Catalog applications effectively illustrate the advantages of combined fetch and send usage. Fetches can be done to update the catalog with new and on-sale items, and sends done for ordering. Of course, the hybrid model is not restricted to CDROM; a diskette-based product such as a newsletter or an information-on-demand application can simply provide a browser program with an embedded transporter module that fetches information when desired. Indeed, several non-CD examples that use online connections to get stock quotes and financial reportsthe financial applications by Intuit (Quicken) and Reality (Wealth Builder)are, actually, among the earliest examples of consumer hybrid-style connections.

Hybrid Design And Business Issues

For the publisher or developer interested in exploiting hybrid technology, the emergence of services like Teleshuttle means that significant technical and operational barriers have been lowered. There remain many critical issues of product design to be considered, however.

* Supplied entries:
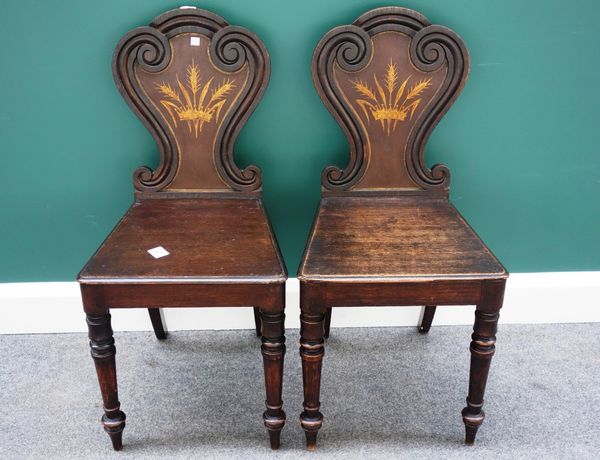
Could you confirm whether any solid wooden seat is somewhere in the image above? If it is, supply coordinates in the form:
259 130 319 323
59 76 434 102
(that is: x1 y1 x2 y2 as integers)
79 198 286 283
78 7 287 450
298 197 506 280
298 7 508 450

* Written instruction: Repeat the passage on hybrid publishing word for word, everything from "For the publisher" down to "be considered, however.".

* Expected answer:
For the publisher or developer interested in exploiting hybrid technology, the emergence of services like Teleshuttle means that significant technical and operational barriers have been lowered. There remain many critical issues of product design to be considered, however.